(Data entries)
____________

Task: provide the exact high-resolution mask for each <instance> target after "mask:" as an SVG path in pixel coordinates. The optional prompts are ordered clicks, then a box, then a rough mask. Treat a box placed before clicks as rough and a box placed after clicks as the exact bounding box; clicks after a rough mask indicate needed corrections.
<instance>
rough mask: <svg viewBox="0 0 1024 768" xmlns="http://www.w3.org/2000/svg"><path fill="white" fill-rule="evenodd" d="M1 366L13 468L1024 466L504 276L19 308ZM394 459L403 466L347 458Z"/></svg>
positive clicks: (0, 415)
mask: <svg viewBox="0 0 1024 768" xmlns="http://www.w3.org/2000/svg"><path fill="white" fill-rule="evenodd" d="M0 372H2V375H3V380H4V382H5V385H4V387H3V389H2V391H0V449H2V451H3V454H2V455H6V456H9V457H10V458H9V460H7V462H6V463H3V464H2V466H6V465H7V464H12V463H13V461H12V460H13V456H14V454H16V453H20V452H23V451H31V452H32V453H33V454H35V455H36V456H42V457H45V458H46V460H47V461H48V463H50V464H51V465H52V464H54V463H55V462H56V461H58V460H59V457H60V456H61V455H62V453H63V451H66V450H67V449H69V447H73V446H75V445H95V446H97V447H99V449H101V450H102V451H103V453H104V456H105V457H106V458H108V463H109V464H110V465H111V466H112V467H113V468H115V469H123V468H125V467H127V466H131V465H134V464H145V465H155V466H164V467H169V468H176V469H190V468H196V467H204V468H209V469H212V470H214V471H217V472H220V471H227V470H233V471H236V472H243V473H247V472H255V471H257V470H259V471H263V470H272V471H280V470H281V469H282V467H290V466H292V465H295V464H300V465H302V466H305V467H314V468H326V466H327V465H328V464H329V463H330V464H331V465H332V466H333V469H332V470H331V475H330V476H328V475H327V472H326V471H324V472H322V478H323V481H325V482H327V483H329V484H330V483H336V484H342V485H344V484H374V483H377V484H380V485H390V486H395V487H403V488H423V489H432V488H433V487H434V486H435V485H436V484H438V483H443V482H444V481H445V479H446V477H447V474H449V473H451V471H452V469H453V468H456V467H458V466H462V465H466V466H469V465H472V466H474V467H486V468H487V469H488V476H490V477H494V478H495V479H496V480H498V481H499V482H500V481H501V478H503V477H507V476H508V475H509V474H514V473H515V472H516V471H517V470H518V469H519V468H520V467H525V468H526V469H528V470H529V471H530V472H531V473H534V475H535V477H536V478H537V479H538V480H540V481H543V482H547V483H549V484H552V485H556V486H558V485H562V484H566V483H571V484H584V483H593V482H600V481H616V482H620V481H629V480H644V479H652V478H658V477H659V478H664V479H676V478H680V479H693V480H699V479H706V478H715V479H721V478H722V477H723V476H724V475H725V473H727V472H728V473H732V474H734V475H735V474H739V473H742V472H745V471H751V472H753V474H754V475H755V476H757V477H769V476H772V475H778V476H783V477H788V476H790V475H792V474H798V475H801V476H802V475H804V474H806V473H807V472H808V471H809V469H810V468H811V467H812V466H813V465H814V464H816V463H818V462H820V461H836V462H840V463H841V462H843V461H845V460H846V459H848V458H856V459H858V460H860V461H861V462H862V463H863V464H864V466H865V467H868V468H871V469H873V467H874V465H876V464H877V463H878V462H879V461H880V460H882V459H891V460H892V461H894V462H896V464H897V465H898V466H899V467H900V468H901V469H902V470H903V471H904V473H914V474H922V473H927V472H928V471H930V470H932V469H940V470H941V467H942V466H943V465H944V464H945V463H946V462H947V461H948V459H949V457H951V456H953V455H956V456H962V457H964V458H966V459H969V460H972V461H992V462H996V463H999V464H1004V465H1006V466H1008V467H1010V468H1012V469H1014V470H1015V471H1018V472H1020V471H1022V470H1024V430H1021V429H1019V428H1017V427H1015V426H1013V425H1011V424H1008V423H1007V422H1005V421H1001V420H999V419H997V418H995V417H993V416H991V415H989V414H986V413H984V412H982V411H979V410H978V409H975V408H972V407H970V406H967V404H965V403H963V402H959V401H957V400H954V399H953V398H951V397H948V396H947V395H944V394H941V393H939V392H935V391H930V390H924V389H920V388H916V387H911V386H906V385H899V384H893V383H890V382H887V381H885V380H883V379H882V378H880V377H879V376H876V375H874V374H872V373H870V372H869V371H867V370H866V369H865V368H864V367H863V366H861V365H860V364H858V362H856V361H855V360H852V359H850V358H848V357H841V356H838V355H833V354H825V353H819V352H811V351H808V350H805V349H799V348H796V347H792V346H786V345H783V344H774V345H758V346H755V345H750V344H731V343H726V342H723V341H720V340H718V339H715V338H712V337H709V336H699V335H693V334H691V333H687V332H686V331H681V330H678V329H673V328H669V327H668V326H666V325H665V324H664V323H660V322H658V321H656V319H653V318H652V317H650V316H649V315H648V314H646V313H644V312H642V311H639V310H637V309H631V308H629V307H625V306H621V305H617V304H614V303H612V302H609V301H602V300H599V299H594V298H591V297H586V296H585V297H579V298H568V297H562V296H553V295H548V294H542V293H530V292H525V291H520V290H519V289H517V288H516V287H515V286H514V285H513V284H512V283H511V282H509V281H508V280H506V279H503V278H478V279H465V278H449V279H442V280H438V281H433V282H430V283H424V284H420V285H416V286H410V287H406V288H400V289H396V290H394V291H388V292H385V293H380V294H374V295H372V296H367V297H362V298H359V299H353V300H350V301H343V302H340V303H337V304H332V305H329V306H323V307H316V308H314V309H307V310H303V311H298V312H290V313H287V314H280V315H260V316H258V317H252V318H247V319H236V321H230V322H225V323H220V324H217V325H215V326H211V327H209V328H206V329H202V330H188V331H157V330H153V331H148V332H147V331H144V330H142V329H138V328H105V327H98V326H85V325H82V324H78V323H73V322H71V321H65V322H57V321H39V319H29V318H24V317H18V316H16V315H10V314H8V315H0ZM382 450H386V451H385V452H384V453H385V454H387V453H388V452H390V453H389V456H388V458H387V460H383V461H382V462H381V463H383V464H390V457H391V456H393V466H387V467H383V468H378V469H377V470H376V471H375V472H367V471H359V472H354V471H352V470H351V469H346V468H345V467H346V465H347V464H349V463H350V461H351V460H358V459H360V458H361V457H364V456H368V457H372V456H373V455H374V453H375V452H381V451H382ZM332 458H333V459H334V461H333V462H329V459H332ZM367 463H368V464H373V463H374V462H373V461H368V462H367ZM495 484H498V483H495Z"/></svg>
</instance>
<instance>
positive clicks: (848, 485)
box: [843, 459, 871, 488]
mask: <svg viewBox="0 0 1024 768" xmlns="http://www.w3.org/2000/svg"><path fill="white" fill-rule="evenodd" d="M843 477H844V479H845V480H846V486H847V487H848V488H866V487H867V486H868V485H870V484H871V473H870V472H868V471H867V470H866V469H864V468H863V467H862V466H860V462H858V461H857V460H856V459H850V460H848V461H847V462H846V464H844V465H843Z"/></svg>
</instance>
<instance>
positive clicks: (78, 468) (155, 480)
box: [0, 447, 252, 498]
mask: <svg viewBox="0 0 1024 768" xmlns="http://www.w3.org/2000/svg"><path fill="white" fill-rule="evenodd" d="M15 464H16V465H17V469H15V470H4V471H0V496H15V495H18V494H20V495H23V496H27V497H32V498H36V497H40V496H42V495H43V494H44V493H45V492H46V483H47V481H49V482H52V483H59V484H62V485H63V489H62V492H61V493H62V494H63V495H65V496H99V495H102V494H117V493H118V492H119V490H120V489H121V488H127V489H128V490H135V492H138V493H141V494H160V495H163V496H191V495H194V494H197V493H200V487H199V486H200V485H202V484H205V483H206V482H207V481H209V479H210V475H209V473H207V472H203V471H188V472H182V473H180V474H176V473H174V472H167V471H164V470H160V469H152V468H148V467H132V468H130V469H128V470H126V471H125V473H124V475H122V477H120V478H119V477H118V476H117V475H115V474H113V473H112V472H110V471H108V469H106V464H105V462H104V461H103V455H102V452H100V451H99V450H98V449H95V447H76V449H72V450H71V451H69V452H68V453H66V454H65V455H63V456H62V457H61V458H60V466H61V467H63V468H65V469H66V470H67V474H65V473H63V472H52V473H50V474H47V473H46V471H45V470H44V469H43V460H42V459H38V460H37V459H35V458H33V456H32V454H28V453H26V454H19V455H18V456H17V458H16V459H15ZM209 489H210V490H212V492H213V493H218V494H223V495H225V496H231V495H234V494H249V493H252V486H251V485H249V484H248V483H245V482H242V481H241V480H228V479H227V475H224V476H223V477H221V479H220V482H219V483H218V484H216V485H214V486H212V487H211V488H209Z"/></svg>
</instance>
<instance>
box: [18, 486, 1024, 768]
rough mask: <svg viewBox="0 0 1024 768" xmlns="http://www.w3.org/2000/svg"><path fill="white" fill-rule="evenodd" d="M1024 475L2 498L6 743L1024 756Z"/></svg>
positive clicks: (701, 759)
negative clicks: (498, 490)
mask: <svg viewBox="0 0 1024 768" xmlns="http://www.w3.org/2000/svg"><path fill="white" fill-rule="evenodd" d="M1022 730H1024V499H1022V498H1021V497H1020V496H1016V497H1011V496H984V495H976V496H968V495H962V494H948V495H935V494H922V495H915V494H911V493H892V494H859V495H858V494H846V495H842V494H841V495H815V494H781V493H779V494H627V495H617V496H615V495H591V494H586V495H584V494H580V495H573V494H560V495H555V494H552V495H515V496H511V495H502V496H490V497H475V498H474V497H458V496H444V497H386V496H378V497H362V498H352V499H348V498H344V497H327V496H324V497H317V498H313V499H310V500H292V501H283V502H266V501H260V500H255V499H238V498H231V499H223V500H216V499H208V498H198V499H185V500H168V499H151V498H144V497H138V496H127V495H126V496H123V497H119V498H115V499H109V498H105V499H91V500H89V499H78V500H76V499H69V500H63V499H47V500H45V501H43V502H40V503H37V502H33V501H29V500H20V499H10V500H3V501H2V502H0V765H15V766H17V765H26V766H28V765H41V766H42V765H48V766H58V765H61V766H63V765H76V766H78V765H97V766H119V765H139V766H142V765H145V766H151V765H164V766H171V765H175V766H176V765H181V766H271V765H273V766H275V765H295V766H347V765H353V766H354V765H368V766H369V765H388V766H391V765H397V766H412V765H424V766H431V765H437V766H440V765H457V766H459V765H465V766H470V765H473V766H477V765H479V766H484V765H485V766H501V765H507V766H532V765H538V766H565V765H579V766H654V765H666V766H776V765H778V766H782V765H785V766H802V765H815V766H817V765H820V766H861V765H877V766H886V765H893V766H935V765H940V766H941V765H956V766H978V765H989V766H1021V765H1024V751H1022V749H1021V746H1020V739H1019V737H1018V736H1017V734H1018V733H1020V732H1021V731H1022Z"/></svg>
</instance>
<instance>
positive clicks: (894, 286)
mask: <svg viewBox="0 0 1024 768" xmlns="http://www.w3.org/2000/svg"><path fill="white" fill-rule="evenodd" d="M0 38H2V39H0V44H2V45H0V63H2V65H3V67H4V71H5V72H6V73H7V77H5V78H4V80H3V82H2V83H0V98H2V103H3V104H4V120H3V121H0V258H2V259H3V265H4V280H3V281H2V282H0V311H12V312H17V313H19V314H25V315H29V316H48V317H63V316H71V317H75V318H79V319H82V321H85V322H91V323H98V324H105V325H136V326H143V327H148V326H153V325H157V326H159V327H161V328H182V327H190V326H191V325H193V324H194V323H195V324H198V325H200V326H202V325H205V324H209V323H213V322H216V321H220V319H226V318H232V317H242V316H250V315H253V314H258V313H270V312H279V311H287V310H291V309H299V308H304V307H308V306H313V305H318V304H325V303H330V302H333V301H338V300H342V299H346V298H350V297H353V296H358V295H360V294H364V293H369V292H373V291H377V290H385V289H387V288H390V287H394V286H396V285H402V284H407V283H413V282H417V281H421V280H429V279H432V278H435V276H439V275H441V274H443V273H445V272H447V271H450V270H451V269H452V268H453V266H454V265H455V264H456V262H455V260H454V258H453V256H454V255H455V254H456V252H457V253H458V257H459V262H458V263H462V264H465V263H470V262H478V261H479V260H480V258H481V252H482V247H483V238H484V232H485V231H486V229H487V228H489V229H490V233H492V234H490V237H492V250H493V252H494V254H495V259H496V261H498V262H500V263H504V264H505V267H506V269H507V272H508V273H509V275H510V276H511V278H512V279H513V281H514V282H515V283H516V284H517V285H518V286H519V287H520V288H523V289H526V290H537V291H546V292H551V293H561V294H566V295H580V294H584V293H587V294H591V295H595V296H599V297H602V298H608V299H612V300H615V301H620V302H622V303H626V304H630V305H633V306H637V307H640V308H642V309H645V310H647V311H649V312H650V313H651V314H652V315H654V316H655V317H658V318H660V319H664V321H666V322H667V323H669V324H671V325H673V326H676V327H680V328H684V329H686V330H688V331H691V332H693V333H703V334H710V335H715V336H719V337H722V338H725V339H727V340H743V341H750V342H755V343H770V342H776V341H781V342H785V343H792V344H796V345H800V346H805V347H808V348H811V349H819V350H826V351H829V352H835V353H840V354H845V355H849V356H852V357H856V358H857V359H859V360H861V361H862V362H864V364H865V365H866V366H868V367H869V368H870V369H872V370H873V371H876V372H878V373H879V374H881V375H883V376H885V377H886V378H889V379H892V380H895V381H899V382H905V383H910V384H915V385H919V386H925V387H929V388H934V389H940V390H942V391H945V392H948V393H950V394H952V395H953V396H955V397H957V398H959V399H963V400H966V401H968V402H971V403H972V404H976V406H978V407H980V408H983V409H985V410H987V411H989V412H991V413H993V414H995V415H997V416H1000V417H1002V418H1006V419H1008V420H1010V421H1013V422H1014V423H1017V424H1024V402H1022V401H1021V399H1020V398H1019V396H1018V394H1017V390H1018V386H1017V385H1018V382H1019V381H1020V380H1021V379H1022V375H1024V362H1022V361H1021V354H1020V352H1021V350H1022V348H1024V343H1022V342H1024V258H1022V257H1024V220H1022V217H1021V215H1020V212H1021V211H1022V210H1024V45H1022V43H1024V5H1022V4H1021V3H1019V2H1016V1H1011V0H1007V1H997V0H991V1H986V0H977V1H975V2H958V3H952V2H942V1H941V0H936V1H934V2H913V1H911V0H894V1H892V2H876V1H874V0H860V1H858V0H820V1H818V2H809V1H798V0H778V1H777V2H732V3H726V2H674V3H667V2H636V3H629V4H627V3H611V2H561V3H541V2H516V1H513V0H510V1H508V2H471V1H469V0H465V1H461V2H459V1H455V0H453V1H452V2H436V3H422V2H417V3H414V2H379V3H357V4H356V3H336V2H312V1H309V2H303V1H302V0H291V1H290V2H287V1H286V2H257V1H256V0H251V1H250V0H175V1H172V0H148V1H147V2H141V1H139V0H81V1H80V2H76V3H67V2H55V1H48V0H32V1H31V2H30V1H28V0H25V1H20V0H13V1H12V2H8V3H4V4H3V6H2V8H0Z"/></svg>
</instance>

____________

* Task brief: Rewrite the data from the start through the line with "positive clicks: (0, 415)", changing every "rough mask" to "coarse mask" and keeping the rest unchanged.

* Response area:
Task: provide the exact high-resolution mask for each <instance> target after "mask:" as an SVG path in pixel coordinates. The optional prompts are ordered clicks, then a box, then a coarse mask. Treat a box placed before clicks as rough and a box placed after clicks as the exact bounding box; clicks after a coarse mask indicate needed corrections.
<instance>
coarse mask: <svg viewBox="0 0 1024 768" xmlns="http://www.w3.org/2000/svg"><path fill="white" fill-rule="evenodd" d="M1 366L13 468L1024 466L504 276L19 308ZM394 459L403 466L347 458Z"/></svg>
positive clicks: (0, 415)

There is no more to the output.